▶ **Directive**: The data follows this line. Copy verbatim the line with "Please locate the shirt" and each line after it to the end.

▶ **Provided entries**:
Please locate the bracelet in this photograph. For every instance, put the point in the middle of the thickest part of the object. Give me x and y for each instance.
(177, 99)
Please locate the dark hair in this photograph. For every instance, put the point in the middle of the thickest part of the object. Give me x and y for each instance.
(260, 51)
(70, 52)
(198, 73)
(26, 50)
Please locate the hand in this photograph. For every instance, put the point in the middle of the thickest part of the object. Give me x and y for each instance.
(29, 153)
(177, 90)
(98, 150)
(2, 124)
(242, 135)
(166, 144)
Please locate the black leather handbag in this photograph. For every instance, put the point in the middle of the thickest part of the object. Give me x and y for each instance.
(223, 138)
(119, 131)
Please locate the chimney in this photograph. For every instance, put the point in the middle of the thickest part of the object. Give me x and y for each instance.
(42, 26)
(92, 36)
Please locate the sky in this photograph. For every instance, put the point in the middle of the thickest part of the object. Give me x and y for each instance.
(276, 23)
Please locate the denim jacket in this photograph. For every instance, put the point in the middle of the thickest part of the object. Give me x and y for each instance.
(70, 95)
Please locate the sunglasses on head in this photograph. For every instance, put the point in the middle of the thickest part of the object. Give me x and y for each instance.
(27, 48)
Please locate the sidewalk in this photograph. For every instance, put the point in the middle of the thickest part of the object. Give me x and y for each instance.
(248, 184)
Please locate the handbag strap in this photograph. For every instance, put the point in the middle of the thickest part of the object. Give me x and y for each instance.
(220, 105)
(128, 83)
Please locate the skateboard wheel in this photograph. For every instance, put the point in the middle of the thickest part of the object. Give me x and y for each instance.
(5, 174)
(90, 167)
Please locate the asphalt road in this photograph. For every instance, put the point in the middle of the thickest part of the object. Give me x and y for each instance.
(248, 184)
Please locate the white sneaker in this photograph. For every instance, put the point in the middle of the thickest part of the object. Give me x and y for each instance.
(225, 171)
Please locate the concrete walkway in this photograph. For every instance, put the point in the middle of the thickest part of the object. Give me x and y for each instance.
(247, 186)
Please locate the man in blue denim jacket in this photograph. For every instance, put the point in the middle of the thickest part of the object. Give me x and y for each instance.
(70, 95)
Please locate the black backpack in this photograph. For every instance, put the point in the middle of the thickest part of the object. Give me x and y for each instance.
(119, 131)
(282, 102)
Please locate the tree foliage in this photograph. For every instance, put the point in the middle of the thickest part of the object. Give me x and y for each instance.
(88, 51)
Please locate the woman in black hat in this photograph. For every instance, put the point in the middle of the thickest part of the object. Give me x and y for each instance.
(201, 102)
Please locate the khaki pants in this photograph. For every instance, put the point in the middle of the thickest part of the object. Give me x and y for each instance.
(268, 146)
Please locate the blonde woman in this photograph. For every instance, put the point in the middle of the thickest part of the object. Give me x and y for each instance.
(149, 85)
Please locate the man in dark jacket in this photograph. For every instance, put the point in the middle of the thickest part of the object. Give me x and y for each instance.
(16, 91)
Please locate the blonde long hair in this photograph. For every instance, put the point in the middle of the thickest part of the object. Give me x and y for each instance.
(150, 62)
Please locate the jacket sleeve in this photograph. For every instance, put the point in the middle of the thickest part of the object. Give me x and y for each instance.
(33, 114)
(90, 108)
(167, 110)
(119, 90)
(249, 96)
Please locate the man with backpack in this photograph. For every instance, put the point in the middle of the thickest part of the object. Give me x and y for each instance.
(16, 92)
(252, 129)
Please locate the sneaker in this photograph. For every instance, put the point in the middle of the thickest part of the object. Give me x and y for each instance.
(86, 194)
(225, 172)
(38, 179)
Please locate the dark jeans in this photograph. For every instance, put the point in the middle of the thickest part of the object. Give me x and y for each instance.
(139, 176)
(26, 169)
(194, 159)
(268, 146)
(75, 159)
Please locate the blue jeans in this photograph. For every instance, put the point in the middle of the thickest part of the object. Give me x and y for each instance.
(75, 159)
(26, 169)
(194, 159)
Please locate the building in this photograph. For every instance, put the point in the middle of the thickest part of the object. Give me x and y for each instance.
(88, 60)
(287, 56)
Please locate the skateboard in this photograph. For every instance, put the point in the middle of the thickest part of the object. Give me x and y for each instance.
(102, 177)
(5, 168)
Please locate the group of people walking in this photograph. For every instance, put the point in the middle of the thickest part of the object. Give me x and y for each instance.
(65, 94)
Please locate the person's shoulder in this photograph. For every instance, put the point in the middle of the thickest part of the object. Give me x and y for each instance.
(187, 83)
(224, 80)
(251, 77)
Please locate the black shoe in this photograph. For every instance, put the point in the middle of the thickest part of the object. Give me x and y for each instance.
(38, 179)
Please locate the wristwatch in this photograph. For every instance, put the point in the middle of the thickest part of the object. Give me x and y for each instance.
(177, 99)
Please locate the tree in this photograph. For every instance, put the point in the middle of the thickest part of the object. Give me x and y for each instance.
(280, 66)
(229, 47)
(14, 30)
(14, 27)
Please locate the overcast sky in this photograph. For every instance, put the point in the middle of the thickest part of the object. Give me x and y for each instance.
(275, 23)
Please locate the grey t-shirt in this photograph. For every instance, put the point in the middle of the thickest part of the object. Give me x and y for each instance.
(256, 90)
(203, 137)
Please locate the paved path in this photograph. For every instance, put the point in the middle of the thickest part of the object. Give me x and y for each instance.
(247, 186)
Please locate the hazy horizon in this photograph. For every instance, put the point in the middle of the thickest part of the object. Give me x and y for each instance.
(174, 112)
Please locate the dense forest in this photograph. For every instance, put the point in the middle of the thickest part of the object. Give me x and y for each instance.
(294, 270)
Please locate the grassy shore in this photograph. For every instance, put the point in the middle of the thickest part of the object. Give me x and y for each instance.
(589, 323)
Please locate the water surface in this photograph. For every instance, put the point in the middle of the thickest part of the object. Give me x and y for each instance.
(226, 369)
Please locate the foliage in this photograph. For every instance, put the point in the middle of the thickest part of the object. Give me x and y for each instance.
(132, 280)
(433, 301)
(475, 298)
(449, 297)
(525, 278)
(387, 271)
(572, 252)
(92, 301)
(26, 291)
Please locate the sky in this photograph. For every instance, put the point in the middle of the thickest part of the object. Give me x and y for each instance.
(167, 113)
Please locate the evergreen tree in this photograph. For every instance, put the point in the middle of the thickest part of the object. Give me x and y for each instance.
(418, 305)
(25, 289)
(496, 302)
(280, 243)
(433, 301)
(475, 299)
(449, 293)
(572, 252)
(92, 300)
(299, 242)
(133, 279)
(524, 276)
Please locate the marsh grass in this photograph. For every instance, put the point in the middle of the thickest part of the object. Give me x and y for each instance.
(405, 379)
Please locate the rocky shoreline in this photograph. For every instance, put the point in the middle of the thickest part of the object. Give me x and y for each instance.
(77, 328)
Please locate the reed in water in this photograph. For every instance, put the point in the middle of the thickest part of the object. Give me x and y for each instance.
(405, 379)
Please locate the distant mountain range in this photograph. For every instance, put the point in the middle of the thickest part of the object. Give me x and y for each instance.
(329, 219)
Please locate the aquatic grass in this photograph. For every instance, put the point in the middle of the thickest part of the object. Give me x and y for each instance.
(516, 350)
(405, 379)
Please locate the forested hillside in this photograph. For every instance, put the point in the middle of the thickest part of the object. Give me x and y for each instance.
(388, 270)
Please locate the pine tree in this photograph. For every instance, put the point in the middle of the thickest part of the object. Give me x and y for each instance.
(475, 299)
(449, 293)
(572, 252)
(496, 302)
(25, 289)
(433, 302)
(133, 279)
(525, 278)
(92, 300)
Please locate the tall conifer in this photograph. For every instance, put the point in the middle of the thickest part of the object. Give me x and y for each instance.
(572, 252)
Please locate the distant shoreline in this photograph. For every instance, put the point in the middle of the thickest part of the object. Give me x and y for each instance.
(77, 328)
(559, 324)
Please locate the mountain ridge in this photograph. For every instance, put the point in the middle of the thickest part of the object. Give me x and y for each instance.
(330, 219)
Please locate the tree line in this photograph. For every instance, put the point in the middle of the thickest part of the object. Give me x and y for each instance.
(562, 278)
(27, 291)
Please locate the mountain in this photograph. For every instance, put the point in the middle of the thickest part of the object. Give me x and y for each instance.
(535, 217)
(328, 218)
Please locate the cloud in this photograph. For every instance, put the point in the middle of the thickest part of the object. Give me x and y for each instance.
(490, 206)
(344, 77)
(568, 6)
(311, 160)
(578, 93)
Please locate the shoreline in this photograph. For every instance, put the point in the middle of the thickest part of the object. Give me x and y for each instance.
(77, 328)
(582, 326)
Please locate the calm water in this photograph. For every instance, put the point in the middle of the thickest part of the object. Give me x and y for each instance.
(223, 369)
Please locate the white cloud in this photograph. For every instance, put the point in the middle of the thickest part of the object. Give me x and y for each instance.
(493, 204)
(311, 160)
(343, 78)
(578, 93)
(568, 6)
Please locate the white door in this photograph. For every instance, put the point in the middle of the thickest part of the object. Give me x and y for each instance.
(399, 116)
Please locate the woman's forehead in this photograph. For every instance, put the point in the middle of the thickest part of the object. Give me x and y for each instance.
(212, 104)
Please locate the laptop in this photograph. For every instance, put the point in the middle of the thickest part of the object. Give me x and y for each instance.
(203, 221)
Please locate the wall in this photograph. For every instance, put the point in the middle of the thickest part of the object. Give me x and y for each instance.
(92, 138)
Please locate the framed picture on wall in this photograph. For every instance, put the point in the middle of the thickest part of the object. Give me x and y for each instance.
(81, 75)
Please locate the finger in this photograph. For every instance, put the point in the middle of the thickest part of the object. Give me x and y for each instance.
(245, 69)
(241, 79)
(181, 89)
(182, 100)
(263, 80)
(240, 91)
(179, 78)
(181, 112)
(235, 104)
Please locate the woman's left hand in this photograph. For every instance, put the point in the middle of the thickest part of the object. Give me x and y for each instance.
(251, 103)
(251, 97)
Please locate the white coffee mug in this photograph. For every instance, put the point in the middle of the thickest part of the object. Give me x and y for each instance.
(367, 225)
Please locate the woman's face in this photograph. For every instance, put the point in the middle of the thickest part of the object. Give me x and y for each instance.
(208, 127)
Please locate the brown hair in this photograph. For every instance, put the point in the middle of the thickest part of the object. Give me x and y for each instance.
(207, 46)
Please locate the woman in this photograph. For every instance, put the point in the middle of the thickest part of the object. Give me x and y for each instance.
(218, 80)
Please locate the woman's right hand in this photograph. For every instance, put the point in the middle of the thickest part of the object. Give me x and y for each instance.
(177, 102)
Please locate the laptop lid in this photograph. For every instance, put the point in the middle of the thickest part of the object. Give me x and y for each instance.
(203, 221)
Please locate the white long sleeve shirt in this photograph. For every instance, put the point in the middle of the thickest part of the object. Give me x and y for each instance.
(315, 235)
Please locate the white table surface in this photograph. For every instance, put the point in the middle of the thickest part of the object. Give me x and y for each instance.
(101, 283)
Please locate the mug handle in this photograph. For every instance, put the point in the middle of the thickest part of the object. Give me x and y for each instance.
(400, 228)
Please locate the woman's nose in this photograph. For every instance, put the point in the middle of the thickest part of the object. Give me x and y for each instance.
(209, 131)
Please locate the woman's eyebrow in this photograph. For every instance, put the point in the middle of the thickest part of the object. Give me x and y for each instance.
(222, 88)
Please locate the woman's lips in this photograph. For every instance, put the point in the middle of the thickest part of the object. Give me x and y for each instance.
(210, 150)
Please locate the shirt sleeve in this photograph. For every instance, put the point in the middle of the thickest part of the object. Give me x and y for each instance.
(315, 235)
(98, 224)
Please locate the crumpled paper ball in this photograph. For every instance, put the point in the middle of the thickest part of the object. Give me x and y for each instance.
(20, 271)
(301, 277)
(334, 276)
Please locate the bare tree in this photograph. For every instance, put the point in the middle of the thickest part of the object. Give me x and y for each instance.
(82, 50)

▶ **Finished exercise**:
Please locate the shirt sleeve in this photograph. For every instance, put the point in the middle of the thickest part of the object. Give me x and y for each instance.
(315, 235)
(98, 224)
Please locate the crumpled paper ball in this photograph. For every instance, put the point in the middle of the thickest part of the object. Give me x and y for each instance.
(20, 271)
(301, 277)
(334, 276)
Please locate the bare tree in this photograph. For every instance, put the point in the middle of the thickest part of the object. Give me x and y for each instance.
(82, 50)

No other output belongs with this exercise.